Data extracted from a collection:
# # # # #

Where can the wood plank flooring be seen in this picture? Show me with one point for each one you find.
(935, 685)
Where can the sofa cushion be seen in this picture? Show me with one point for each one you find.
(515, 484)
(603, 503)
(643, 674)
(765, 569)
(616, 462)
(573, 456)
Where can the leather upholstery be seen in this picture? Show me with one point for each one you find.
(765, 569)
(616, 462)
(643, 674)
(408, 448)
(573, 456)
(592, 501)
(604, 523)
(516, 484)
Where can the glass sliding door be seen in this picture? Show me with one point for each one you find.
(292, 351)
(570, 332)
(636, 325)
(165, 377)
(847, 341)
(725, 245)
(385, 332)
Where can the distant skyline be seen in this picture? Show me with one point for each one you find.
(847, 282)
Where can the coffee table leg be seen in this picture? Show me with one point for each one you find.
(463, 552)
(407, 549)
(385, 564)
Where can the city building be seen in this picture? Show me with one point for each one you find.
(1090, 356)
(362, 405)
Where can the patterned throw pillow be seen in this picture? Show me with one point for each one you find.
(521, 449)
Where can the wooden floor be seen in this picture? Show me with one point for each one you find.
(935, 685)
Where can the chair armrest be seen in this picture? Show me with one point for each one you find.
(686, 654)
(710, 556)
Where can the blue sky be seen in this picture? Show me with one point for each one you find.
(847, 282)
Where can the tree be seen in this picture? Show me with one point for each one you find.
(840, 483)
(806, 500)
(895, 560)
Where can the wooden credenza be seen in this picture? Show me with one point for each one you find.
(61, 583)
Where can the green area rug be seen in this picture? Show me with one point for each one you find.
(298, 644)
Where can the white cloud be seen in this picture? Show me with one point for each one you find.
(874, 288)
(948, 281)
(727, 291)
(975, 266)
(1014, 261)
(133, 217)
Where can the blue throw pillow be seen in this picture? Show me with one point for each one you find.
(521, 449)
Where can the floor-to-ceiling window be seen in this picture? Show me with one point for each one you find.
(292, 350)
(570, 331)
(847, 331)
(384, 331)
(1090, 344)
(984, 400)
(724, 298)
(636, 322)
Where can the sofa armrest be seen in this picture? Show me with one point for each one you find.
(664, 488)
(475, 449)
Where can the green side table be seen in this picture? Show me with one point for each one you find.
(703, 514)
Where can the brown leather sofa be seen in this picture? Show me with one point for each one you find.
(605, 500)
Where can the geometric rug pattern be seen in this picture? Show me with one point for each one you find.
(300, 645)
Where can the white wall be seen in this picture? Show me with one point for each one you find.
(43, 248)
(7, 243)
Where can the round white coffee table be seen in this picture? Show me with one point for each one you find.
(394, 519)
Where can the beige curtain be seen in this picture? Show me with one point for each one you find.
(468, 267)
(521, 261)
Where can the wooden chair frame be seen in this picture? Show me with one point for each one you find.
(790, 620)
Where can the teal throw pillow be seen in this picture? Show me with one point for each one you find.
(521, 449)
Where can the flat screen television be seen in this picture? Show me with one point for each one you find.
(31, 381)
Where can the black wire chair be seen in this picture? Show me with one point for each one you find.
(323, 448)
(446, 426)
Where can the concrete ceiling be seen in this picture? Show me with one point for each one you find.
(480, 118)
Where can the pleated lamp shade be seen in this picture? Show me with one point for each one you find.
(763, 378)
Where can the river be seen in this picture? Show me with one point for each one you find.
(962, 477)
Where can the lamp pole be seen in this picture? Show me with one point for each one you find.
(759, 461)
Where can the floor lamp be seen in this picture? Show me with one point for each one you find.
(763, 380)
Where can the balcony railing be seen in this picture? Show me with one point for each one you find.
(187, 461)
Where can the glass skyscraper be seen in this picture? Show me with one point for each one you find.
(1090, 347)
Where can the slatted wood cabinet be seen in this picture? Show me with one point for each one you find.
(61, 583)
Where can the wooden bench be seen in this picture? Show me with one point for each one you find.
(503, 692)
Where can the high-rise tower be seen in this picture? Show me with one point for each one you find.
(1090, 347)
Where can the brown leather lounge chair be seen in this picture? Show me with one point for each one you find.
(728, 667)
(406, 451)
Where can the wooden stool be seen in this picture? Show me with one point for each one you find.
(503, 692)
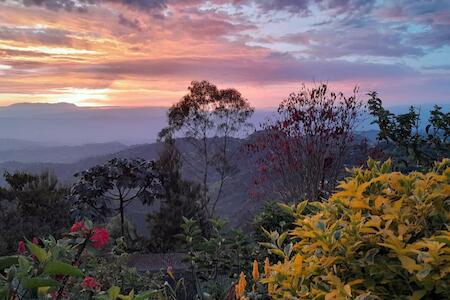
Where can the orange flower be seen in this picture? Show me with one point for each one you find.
(255, 271)
(240, 287)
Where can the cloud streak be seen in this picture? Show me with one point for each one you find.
(145, 52)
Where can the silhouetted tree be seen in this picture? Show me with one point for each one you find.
(31, 206)
(181, 198)
(205, 113)
(301, 152)
(110, 188)
(415, 145)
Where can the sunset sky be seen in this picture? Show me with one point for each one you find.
(146, 52)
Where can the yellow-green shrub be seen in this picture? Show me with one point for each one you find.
(381, 235)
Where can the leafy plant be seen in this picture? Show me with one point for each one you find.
(300, 154)
(27, 208)
(416, 145)
(209, 117)
(381, 235)
(115, 185)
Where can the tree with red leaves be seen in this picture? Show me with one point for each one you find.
(300, 153)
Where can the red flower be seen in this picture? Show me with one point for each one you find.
(21, 249)
(78, 226)
(99, 237)
(89, 282)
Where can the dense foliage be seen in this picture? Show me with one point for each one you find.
(27, 207)
(301, 152)
(208, 112)
(181, 199)
(109, 188)
(381, 235)
(412, 144)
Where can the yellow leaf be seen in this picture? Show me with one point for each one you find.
(417, 295)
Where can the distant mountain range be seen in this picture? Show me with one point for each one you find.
(66, 139)
(68, 124)
(64, 124)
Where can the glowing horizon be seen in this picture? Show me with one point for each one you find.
(146, 52)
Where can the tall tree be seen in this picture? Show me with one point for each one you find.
(31, 206)
(415, 145)
(208, 117)
(179, 199)
(110, 188)
(301, 152)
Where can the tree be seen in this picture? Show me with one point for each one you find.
(110, 188)
(180, 199)
(31, 206)
(208, 118)
(414, 145)
(301, 152)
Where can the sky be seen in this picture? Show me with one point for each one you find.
(146, 52)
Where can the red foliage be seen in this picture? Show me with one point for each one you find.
(300, 152)
(99, 237)
(21, 248)
(89, 282)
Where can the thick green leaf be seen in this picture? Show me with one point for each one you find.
(36, 282)
(37, 251)
(114, 292)
(61, 268)
(8, 261)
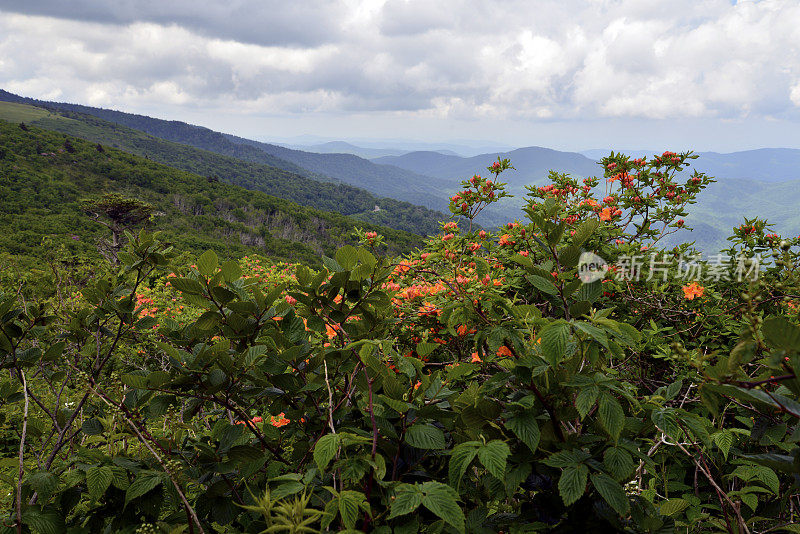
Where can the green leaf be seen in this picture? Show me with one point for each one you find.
(207, 263)
(286, 489)
(92, 427)
(526, 428)
(619, 462)
(462, 456)
(186, 285)
(545, 286)
(612, 493)
(347, 257)
(589, 292)
(43, 521)
(43, 482)
(349, 504)
(611, 415)
(572, 483)
(143, 483)
(98, 479)
(493, 456)
(231, 271)
(424, 436)
(407, 499)
(325, 450)
(780, 333)
(554, 342)
(208, 320)
(424, 349)
(584, 231)
(586, 399)
(673, 506)
(441, 499)
(331, 264)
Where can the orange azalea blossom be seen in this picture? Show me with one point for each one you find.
(693, 290)
(332, 330)
(505, 351)
(463, 330)
(279, 421)
(505, 239)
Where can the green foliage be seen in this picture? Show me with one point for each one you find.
(213, 155)
(449, 391)
(44, 189)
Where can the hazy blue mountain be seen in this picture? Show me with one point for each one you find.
(532, 165)
(464, 148)
(342, 147)
(765, 164)
(382, 180)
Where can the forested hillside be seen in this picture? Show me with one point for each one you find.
(328, 196)
(46, 175)
(379, 179)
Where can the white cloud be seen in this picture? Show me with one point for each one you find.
(479, 59)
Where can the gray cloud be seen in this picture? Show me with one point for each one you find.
(474, 60)
(264, 22)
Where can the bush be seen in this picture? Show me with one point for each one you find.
(487, 383)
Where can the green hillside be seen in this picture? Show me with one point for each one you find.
(382, 180)
(339, 197)
(45, 175)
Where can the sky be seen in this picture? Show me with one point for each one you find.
(627, 74)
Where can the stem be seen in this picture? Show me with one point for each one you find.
(22, 452)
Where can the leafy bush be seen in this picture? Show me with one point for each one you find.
(482, 384)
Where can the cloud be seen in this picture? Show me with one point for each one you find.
(505, 59)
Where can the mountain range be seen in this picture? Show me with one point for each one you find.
(749, 183)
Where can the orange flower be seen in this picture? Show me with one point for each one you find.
(505, 351)
(279, 421)
(693, 290)
(505, 239)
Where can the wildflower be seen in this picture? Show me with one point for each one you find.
(693, 290)
(504, 351)
(279, 421)
(505, 239)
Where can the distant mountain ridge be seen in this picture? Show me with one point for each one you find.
(45, 175)
(331, 196)
(381, 180)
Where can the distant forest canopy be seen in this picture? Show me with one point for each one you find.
(234, 169)
(46, 176)
(750, 183)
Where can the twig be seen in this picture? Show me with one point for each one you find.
(158, 458)
(330, 398)
(22, 452)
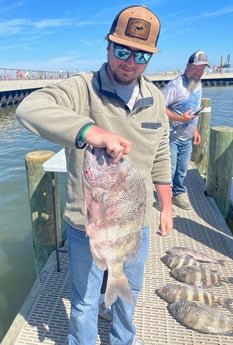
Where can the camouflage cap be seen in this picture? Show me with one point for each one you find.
(137, 27)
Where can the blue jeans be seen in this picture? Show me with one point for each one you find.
(86, 281)
(180, 157)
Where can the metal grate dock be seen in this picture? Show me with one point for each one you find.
(43, 319)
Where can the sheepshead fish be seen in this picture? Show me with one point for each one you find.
(115, 201)
(174, 292)
(195, 254)
(201, 317)
(179, 260)
(199, 276)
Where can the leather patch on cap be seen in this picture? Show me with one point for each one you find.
(138, 28)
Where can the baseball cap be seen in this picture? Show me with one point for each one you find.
(199, 58)
(137, 27)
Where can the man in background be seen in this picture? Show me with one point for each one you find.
(183, 100)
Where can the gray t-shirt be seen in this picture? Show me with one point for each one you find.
(180, 99)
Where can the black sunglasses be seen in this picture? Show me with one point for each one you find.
(124, 53)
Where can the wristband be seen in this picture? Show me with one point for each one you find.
(81, 137)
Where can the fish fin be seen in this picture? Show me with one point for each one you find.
(228, 280)
(133, 254)
(226, 302)
(118, 288)
(221, 262)
(100, 264)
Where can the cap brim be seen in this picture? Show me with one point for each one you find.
(132, 44)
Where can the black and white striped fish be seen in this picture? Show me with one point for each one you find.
(199, 276)
(201, 317)
(177, 260)
(174, 292)
(195, 254)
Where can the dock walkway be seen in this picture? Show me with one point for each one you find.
(43, 319)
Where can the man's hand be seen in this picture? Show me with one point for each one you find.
(116, 146)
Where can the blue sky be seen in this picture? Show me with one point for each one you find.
(49, 35)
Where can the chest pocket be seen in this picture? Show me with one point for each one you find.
(151, 125)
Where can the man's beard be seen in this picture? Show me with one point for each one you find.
(193, 84)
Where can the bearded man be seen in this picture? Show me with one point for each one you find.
(183, 99)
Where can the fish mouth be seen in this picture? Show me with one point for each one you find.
(97, 168)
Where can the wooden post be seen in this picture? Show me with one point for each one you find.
(200, 152)
(44, 213)
(220, 168)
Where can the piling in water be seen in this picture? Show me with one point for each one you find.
(44, 207)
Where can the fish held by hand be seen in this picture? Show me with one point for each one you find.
(115, 202)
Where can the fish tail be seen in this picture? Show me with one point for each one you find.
(228, 280)
(227, 303)
(221, 262)
(118, 288)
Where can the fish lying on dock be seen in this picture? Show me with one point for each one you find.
(195, 254)
(177, 260)
(199, 276)
(174, 292)
(201, 317)
(115, 199)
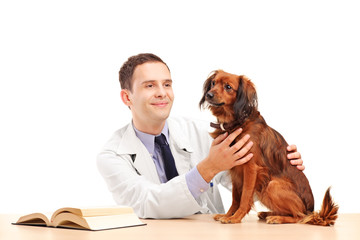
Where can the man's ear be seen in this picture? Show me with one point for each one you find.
(125, 97)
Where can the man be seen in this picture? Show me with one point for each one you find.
(132, 162)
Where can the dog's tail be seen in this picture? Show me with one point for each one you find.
(326, 216)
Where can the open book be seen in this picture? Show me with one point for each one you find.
(85, 218)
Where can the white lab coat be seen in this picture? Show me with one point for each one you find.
(131, 175)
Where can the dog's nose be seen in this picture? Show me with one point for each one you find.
(209, 95)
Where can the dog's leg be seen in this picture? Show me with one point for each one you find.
(246, 202)
(280, 197)
(236, 196)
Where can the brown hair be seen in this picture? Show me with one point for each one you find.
(127, 70)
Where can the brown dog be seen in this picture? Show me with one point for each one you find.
(281, 187)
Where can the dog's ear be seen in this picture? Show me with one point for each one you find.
(246, 99)
(207, 87)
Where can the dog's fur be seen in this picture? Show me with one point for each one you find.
(281, 187)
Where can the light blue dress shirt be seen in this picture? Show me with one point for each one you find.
(194, 180)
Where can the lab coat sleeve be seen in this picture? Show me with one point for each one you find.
(148, 199)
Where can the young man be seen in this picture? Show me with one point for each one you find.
(132, 162)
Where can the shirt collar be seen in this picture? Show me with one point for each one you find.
(149, 140)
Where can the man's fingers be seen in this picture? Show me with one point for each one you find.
(243, 151)
(220, 138)
(240, 143)
(295, 155)
(232, 136)
(292, 148)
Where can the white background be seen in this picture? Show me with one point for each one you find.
(59, 90)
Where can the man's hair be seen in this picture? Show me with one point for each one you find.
(127, 70)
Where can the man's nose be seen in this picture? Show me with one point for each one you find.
(161, 92)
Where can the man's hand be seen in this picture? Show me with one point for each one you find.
(223, 157)
(295, 157)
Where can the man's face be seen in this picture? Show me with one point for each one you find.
(152, 95)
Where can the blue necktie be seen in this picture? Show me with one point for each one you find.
(169, 163)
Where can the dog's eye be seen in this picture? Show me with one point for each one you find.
(228, 87)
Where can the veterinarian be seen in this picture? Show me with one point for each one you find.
(135, 165)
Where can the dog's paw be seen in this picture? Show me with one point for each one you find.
(217, 217)
(273, 220)
(263, 215)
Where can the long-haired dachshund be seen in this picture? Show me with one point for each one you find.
(281, 187)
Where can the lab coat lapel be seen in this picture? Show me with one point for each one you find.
(142, 160)
(180, 148)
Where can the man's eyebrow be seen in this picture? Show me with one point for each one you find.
(152, 81)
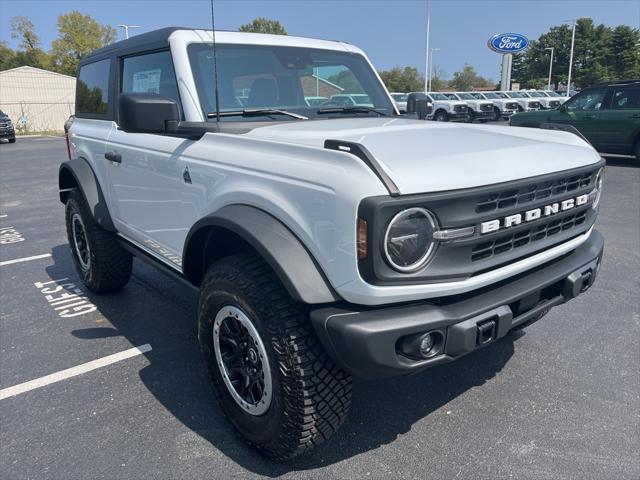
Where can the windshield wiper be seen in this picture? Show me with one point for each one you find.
(257, 112)
(355, 109)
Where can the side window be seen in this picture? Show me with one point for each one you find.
(626, 99)
(150, 73)
(589, 100)
(92, 88)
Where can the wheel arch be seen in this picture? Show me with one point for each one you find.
(78, 174)
(237, 228)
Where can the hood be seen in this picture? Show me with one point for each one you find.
(423, 156)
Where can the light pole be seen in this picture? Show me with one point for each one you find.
(431, 66)
(550, 67)
(126, 29)
(573, 40)
(426, 77)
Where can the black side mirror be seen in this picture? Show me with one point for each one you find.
(147, 113)
(419, 104)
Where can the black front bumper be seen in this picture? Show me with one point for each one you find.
(364, 341)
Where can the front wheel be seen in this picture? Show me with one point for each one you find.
(273, 379)
(441, 116)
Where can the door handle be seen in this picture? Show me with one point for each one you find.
(113, 157)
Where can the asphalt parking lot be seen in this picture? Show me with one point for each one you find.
(561, 400)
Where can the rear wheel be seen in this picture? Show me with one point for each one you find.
(101, 262)
(273, 378)
(441, 116)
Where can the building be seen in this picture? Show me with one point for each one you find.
(37, 100)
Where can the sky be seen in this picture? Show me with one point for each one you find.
(392, 32)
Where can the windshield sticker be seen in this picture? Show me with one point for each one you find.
(147, 81)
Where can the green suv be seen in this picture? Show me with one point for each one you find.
(608, 115)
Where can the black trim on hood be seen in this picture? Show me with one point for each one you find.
(360, 151)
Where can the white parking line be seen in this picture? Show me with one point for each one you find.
(72, 372)
(24, 259)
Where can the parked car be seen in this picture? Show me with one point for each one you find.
(502, 107)
(546, 102)
(7, 130)
(325, 242)
(401, 100)
(552, 94)
(525, 102)
(478, 109)
(607, 115)
(447, 110)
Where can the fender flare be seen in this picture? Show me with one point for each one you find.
(280, 248)
(78, 173)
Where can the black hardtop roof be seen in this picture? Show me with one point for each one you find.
(154, 39)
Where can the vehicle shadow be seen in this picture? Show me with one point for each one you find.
(155, 309)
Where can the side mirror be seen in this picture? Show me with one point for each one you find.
(147, 113)
(419, 104)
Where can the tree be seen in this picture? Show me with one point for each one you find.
(467, 79)
(29, 51)
(263, 25)
(78, 35)
(400, 79)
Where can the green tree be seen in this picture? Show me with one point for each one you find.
(398, 79)
(467, 78)
(29, 51)
(263, 25)
(7, 57)
(78, 35)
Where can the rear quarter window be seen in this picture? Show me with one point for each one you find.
(92, 89)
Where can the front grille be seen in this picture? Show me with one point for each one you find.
(507, 243)
(530, 193)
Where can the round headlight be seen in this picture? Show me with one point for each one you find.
(408, 241)
(597, 191)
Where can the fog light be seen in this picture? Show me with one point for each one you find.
(421, 345)
(426, 344)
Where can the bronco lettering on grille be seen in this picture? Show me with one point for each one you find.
(533, 214)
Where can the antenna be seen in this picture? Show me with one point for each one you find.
(215, 63)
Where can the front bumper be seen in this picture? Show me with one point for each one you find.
(364, 341)
(458, 116)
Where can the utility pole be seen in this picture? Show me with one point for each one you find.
(431, 65)
(550, 67)
(573, 40)
(126, 29)
(426, 70)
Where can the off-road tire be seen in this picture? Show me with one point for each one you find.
(441, 116)
(109, 267)
(311, 395)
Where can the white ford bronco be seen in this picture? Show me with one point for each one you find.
(325, 241)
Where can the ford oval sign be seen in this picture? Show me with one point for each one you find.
(508, 43)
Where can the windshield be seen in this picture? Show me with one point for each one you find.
(294, 79)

# # # # #

With the line containing "Where can the front bumper" as the first and the last line of the records as the final one, print exactly the lines in that span.

Where can the front bumper be seen in this picture? Show me with one point for each one you find.
(364, 341)
(458, 116)
Where can the utility pole be seen in this picture? Show me with one point for each one you find.
(431, 65)
(550, 67)
(573, 40)
(126, 29)
(426, 70)
Where can the off-road tire be seen in this picture? Show me with one point for each one you find.
(441, 116)
(109, 267)
(311, 395)
Where can the white ford bronco be seen in this picture? Show me with one point for each one you find.
(325, 241)
Where can the ford oval sign be seen in this picture? Show me with one point for each one you find.
(508, 43)
Where can the windshield be seen in this picture? Show me with one point for each one you find.
(294, 79)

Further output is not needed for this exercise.